[EXCERPT TO READ]

----

TensorRT-LLM
TensorRT-LLM copied to clipboard
Cannot build Nougat model
System Info
- RTX 4090
- x86_64 GNU/Linux
- main branch
Who can help?
No response
Information
- [X] The official example scripts
- [ ] My own modified scripts
Tasks
- [ ] An officially supported task in the
examplesfolder (such as GLUE/SQuAD, ...) - [ ] My own task or dataset (give details below)
Reproduction
Following the instructions for Nougat here: https://github.com/NVIDIA/TensorRT-LLM/tree/main/examples/multimodal#nougat
Error happens during the build.py step.

----

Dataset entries
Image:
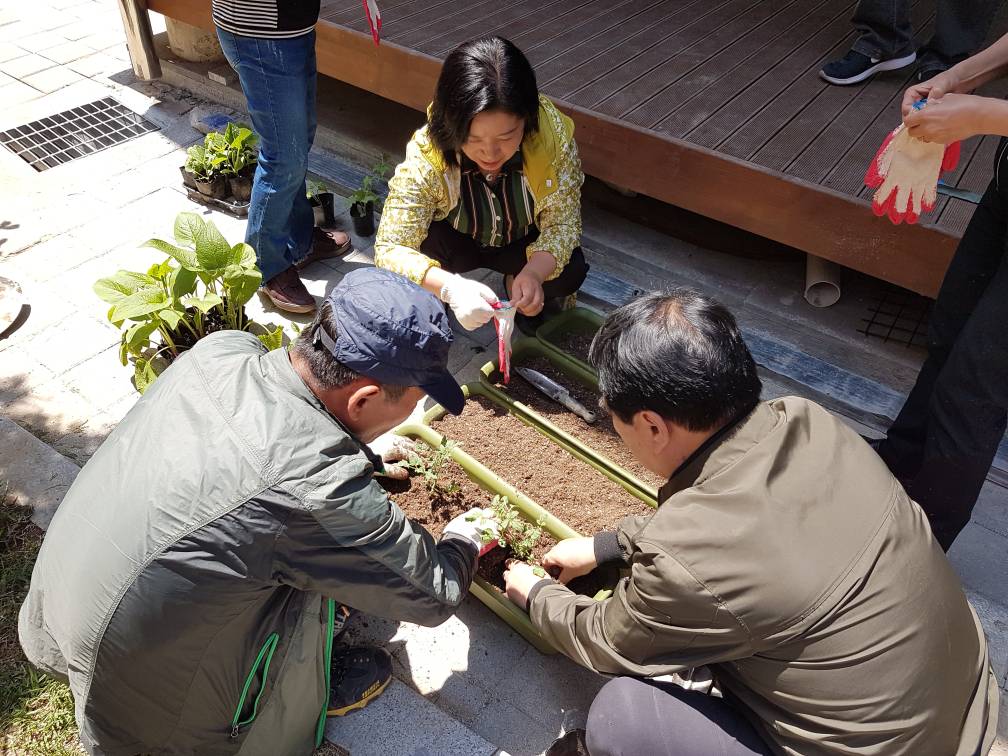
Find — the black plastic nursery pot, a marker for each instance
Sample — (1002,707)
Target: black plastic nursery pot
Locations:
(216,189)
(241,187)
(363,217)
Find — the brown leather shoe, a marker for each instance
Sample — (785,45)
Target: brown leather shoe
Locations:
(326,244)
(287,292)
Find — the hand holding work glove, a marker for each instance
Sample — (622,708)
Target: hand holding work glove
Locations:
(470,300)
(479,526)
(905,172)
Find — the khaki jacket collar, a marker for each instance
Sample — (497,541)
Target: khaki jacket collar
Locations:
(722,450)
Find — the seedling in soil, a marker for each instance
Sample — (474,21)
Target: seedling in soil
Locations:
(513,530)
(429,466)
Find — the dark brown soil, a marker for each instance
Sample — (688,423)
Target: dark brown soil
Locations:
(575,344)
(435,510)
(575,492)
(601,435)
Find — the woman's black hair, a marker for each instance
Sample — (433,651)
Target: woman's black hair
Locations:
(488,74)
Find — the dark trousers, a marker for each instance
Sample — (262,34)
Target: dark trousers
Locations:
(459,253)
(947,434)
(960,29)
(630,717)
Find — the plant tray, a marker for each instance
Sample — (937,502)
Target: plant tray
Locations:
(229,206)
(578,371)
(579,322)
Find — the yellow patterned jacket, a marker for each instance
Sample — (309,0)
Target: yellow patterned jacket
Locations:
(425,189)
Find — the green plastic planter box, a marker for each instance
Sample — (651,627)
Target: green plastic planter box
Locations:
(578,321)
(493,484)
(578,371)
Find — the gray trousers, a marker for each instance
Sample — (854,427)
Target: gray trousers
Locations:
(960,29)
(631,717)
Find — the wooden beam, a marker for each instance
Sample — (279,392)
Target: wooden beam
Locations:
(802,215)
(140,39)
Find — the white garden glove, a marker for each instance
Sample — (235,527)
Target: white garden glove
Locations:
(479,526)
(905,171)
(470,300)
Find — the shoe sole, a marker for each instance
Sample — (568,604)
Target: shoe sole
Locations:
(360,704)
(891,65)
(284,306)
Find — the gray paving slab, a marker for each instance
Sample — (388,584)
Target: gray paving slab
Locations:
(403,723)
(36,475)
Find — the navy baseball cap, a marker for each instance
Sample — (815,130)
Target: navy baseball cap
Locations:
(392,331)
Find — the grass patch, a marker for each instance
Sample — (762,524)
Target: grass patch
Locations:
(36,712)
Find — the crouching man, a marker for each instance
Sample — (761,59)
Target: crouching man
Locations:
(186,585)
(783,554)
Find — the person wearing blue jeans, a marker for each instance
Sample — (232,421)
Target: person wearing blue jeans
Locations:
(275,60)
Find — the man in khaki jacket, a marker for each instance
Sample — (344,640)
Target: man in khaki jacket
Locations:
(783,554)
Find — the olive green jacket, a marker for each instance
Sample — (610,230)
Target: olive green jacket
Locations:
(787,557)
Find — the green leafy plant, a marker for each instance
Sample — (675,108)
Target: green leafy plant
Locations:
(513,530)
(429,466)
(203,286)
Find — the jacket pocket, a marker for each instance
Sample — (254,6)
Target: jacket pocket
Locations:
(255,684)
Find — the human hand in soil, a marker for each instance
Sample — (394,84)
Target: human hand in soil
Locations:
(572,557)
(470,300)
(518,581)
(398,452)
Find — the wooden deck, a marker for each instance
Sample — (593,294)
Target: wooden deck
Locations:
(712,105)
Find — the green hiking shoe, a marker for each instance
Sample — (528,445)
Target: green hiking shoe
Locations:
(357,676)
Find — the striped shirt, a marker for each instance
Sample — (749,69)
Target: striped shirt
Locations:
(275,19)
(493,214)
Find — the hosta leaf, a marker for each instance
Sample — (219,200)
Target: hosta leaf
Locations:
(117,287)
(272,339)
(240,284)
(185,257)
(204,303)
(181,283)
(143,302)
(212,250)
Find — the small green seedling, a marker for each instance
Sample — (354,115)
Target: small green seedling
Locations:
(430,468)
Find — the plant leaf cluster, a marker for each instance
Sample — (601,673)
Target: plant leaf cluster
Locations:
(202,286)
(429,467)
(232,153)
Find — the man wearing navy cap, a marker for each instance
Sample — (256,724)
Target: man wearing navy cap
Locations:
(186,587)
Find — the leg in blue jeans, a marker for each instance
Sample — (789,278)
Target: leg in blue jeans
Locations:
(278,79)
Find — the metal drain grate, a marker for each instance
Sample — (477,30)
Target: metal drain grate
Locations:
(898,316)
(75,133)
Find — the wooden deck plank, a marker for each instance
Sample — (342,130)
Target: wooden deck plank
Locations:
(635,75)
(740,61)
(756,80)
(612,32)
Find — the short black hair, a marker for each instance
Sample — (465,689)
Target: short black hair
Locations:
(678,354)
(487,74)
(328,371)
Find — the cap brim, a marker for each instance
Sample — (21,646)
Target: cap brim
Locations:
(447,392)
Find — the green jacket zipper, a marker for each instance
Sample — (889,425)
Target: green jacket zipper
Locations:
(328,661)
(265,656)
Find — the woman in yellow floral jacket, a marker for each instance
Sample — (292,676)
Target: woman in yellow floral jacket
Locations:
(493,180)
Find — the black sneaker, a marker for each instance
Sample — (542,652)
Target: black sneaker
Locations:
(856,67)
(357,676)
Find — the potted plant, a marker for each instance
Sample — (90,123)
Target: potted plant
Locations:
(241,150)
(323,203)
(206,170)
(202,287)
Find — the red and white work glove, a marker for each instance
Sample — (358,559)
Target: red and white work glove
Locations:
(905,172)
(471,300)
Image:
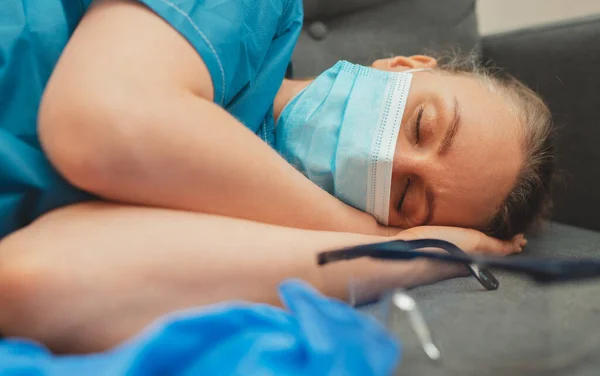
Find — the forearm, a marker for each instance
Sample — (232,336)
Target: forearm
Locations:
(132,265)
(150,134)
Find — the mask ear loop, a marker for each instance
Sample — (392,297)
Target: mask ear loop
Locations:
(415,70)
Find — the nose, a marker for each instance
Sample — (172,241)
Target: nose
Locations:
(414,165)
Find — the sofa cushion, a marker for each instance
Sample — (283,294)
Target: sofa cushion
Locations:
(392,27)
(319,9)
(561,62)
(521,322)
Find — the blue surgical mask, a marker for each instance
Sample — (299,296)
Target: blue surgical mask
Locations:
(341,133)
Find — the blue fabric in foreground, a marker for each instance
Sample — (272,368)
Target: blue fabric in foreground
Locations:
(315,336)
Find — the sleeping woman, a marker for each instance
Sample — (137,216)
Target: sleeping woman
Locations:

----

[LIST OF TASKS]
(a) Decide whether each statement below agrees with the issue report, answering yes or no and quoting the words from the issue report that settle it: (i) The reporter was working on the main branch. (ii) The reporter was using their own modified scripts. (iii) The error occurs during the build.py step.
(b) Which GPU does the issue report list under its system information?

[SOLUTIONS PER TASK]
(a) (i) Yes: "main branch". (ii) No: "[X] The official example scripts". (iii) Yes: "Error happens during the build.py step."

(b) RTX 4090